*** Opening of Records for the exercise ***
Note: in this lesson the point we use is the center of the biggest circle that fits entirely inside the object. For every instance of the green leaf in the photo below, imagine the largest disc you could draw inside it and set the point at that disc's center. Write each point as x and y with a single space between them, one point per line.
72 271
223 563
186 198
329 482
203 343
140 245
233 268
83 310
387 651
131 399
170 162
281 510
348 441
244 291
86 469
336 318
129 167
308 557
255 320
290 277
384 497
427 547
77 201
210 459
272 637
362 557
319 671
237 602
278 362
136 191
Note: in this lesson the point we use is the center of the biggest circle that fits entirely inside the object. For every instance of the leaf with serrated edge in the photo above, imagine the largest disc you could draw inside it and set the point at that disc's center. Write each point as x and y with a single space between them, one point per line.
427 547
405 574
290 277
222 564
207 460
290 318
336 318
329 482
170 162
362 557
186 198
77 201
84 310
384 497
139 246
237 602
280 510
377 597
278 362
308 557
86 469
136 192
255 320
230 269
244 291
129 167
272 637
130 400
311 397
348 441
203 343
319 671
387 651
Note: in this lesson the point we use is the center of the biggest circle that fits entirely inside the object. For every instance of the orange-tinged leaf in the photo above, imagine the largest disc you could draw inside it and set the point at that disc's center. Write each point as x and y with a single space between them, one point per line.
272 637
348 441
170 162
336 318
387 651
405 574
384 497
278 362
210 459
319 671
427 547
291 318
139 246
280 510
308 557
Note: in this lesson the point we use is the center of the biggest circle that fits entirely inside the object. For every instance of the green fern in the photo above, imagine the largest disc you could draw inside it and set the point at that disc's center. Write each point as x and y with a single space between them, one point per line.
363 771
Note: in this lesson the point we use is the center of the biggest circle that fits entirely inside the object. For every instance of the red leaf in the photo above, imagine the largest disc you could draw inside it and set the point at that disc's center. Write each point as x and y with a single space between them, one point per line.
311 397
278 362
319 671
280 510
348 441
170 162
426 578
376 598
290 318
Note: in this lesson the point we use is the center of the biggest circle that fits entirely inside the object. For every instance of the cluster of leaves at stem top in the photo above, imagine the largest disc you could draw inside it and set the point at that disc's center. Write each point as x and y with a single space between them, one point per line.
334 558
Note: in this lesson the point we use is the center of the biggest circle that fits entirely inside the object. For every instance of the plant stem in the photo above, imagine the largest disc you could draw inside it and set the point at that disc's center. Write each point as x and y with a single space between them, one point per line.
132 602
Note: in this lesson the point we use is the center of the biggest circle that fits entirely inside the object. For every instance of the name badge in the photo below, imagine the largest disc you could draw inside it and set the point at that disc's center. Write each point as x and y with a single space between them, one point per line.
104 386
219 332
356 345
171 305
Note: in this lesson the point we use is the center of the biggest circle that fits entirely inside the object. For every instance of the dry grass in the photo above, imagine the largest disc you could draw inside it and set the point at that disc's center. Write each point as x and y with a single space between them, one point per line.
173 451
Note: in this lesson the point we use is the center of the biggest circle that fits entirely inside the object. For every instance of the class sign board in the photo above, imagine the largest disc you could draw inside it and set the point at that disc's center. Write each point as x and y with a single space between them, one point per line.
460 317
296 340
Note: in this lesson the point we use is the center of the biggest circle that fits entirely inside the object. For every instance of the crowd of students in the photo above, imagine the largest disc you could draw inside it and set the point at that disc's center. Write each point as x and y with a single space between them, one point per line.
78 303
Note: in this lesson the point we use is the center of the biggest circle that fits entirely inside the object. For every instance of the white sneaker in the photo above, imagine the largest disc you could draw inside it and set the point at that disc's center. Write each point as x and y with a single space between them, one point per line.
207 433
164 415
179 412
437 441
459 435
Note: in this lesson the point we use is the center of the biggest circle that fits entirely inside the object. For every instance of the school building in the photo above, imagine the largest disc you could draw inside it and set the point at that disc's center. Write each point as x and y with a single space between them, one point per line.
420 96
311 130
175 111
*** Close of Records for the exercise ***
__Directions__:
Retype each entry exactly.

__Response to the exercise__:
Note: in this lesson the point we use is the center of the biggest circle that fits entirely inside the object. For every instance of the green leaf in the photo below, imagine the largest disc you could draw inside it and set the point at that disc's center. Write each point as x and y with a single space between them, one point per line.
72 271
223 563
186 198
329 482
203 343
140 245
233 268
83 310
387 651
131 399
170 162
281 510
348 441
244 291
86 469
336 318
129 167
308 557
255 320
290 277
384 497
427 547
77 201
210 459
272 637
362 557
319 671
237 602
278 362
136 191
Note: in this lesson the point we use is the center of the biggest circle that fits entirely inside the object. For every instance of the leaf with serrated edge in the photo above, imagine the largest disc you could draw inside it and set the point at that disc's center. Write each point as x and y with a single space between them, one point per line.
427 547
405 574
290 277
222 564
207 460
290 318
336 318
329 482
170 162
362 557
186 198
77 201
84 310
384 497
139 246
237 602
280 510
377 597
278 362
308 557
86 469
136 192
255 320
230 269
244 291
129 167
272 637
130 400
311 397
348 441
203 343
319 671
387 651
Note: in this lesson the point we use is the center of the biggest circle that fits entirely inside the object. For every instance of the orange-tinged leaf in the photo above, imagine the largest disc you could draw inside it and set the point at that disc's center. Write each point as x and y with a single space between them, one point per line.
272 637
348 441
170 162
336 318
387 651
405 574
384 497
278 362
210 459
319 671
427 547
291 318
139 246
280 510
308 557
Note: in this lesson the point we use is the center of the biggest circle that fits entirely inside the object. For every instance of the green fern in the photo above, imagine the largest disc you could draw inside it and set the point at that disc's center. Write each point as x and y with a single space between them, one point per line.
363 771
Note: in this lesson the point we use is the center of the biggest circle that fits entirely inside the object. For every instance of the red leaf in the photo above, imagine the largest disc you could draw inside it and set the point at that disc's center. Write each point as x and y with a single space between them, one point per line.
311 397
278 362
319 671
280 510
348 441
170 162
426 578
376 598
290 318
Note: in this lesson the point we use is the center of the biggest circle that fits entirely inside the object. For every instance of the cluster of leaves at stem top in the photo above, imagine the largest disc you could draw inside it and set the point at that disc's center. Write each point as x and y with a single space between them, one point per line.
334 558
Note: in this lesson the point we use is the center of the biggest circle that fits entirely inside the object. For every instance of the plant stem in the photo above, imagine the largest disc you could draw inside it and set the point at that disc's center. Write each point as x and y with a single space between them, one point per line.
132 602
Note: in this lesson the point we use is the center of the biggest circle that fits entirely inside the object. For every instance of the name badge in the photo below, imagine the largest disc you could draw inside it and set the point at that disc's center. Write each point as x and y with a single space between them, one point per line.
104 386
219 332
356 345
171 305
Note: in this lesson the point we use is the center of the biggest circle that fits entirely inside the object. For every instance of the dry grass in the photo above, imagine the largest disc you could draw inside it and set the point at that disc's center. Write each point as x and y with a single space between them, one point per line.
173 451
Note: in this lesson the point we use is the center of the biggest circle that fits entirely inside the object. For every instance of the class sign board in the photo above, imagine the largest disc you could draw inside it and set the point at that disc's center. Write each point as x and y with a single space between them, one point per line.
460 317
296 340
Note: in this lesson the point we use is the center of the biggest circle that fits entirely inside the object. For every instance of the crowd of students in the photo above, imagine the largest disc you could draw inside it and set the point at that disc's center. Write each point as x and y with a single space between them, one point per line.
78 303
Note: in this lesson the point we use is the center of the biggest circle that fits entirely inside the object. For every instance of the white sneaker in the photo above, imagine the largest disc you could draw inside it and set the point at that disc's center. Write each point as x and y with a single space between them, one point per line.
207 433
164 415
179 412
437 441
459 435
Note: in this lesson the point we use is the center of the biggest circle that fits entirely inside the object. For every instance of the school building in the photo above, imagine the largest disc you could draw inside it and set the point at that disc's center. Write each point as x and y with a single space between them, one point per line.
420 96
311 130
175 111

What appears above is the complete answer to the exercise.